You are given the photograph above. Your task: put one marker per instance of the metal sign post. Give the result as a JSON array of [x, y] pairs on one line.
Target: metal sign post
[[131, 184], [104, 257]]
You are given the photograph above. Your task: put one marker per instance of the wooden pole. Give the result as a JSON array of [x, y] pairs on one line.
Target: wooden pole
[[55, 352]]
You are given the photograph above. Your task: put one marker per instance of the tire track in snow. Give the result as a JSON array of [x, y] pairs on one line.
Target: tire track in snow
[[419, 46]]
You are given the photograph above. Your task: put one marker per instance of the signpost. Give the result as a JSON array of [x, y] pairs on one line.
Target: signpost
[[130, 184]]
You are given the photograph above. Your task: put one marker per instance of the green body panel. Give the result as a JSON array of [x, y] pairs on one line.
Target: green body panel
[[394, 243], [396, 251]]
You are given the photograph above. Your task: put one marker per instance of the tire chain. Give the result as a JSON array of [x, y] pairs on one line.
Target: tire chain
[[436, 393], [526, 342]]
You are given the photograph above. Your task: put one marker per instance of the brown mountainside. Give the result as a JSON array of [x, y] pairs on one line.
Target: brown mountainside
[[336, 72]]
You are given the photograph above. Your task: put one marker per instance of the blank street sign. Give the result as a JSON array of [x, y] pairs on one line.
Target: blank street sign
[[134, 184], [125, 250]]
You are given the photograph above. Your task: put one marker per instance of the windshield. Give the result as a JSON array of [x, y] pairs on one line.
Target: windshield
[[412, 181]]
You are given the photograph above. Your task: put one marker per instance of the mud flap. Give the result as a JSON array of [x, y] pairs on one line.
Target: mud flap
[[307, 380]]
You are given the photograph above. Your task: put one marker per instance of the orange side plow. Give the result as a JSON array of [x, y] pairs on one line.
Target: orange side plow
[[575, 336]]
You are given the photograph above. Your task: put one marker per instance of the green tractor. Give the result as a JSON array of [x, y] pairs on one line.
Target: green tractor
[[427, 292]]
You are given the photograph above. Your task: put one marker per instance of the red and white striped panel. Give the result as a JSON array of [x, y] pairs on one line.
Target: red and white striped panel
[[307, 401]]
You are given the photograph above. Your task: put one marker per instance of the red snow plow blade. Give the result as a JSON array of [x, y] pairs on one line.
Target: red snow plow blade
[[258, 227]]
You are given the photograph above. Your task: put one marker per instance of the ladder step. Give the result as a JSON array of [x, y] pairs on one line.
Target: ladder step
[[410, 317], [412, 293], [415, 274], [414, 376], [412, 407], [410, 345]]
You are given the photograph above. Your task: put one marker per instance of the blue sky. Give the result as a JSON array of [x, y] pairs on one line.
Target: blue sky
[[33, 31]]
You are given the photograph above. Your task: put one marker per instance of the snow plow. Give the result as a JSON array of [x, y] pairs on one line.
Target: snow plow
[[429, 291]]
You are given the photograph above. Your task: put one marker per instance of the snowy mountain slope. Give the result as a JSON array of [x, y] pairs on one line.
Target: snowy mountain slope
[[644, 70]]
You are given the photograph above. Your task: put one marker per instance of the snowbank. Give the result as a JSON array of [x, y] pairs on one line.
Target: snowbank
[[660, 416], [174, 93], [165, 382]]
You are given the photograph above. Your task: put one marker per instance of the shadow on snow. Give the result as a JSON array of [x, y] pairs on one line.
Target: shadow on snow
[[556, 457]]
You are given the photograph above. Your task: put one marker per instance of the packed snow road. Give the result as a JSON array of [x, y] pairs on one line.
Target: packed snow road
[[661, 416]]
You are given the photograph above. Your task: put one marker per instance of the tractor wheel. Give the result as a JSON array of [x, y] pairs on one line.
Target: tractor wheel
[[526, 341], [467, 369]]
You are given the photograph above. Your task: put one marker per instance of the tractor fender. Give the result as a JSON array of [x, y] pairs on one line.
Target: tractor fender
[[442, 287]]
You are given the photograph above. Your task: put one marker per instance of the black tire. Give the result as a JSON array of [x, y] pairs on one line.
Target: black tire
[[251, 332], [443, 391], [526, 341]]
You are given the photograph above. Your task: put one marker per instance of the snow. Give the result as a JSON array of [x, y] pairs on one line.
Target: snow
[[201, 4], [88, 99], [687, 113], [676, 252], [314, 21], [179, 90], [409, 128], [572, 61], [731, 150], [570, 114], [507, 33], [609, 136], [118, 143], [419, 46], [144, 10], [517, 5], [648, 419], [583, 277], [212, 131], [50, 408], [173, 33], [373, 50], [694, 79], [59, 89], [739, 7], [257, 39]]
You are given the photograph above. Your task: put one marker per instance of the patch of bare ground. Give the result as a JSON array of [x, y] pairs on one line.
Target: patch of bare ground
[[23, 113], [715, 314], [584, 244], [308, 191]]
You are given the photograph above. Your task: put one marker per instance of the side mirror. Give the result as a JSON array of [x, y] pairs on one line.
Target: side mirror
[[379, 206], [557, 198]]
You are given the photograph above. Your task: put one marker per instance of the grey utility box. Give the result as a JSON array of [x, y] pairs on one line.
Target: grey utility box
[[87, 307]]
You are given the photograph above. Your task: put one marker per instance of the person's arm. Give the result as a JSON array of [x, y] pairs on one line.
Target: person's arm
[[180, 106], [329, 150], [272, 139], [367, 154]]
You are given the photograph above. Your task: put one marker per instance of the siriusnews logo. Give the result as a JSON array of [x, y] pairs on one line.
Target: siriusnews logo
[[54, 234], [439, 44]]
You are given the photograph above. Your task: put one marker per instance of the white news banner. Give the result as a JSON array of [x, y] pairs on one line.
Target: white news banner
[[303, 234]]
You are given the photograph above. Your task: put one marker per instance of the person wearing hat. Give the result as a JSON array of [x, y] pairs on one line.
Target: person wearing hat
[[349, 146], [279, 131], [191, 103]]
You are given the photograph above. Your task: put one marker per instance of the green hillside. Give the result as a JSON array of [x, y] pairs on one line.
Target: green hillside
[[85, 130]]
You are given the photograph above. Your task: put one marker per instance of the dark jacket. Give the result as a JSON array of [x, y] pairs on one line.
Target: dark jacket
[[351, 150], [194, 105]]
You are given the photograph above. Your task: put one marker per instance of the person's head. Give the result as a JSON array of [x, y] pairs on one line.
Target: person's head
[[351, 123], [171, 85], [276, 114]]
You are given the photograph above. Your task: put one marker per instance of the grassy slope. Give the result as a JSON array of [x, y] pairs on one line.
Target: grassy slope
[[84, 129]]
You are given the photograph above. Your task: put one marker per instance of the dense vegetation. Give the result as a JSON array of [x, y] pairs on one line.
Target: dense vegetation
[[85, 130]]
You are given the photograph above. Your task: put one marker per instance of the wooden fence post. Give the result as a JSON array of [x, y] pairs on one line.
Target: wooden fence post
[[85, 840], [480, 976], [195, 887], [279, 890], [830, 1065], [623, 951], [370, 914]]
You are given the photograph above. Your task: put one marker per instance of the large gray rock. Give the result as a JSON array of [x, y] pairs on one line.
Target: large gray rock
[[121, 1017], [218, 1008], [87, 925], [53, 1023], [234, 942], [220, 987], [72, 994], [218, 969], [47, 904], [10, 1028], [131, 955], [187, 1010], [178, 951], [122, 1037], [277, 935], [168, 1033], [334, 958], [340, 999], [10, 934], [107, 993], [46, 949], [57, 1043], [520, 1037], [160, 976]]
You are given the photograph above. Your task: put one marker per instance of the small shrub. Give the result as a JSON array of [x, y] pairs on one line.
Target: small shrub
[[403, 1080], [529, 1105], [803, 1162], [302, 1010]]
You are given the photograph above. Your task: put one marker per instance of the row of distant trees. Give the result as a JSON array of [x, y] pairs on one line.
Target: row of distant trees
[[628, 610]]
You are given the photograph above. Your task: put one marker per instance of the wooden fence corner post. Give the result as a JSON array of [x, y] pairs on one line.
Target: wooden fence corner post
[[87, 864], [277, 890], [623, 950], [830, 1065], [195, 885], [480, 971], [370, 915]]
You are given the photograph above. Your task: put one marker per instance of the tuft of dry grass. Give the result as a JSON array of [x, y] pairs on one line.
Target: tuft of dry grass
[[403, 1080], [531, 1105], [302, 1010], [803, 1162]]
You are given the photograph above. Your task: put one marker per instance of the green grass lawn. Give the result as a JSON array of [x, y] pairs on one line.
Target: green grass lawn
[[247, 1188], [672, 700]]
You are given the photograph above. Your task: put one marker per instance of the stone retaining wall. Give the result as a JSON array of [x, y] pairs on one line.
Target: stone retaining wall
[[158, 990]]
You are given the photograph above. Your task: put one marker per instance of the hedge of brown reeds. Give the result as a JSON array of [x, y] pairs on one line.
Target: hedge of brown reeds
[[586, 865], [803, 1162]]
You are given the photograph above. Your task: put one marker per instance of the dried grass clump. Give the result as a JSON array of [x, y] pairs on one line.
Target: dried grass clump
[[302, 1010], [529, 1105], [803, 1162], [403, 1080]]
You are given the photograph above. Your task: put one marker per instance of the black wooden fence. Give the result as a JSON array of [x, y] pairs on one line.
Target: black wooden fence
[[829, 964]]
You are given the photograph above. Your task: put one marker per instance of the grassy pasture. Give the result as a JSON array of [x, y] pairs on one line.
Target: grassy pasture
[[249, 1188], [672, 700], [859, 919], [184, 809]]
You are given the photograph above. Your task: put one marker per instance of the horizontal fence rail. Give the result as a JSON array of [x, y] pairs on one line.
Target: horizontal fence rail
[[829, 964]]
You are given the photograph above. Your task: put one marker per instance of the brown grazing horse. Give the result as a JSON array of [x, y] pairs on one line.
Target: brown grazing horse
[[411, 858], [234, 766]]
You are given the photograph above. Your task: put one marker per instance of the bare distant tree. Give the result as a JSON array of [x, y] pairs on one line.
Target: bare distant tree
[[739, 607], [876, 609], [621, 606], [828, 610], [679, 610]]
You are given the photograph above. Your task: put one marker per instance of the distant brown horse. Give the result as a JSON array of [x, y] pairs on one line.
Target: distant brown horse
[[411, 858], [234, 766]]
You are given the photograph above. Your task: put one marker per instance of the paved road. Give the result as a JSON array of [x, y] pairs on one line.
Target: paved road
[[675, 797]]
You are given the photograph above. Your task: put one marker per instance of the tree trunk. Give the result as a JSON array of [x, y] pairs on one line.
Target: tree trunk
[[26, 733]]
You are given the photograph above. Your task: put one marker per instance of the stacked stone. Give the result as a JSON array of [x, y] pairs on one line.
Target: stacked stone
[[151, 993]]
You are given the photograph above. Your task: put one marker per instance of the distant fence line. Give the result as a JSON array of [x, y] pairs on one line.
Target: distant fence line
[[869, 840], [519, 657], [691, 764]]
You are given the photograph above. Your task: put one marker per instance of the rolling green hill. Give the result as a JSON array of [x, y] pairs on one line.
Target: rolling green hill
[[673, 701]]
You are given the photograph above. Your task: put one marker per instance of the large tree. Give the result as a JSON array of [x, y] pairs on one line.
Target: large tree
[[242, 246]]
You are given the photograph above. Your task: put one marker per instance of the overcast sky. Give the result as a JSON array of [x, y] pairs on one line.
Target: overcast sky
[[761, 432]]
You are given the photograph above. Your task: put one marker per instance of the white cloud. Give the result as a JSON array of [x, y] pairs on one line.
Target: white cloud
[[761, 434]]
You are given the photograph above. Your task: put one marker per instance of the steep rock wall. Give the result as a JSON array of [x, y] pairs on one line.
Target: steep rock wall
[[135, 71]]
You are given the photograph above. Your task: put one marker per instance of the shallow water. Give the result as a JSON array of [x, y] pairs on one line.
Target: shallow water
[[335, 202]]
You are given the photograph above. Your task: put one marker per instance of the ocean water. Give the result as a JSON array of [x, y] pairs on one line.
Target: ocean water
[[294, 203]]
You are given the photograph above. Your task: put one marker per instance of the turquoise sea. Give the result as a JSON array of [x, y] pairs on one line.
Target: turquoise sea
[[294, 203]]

## [文字说明]
从含有“of the turquoise”的那一行起，一直到材料结尾，把这几行更新后重新写出：将“turquoise”换成“blue”，其余一字不改。

## [任务结果]
You are given the photograph above. Your task: put one marker per instance of the blue sea. Give the result as a JSON array of [x, y] pairs on one line.
Target: blue sea
[[294, 203]]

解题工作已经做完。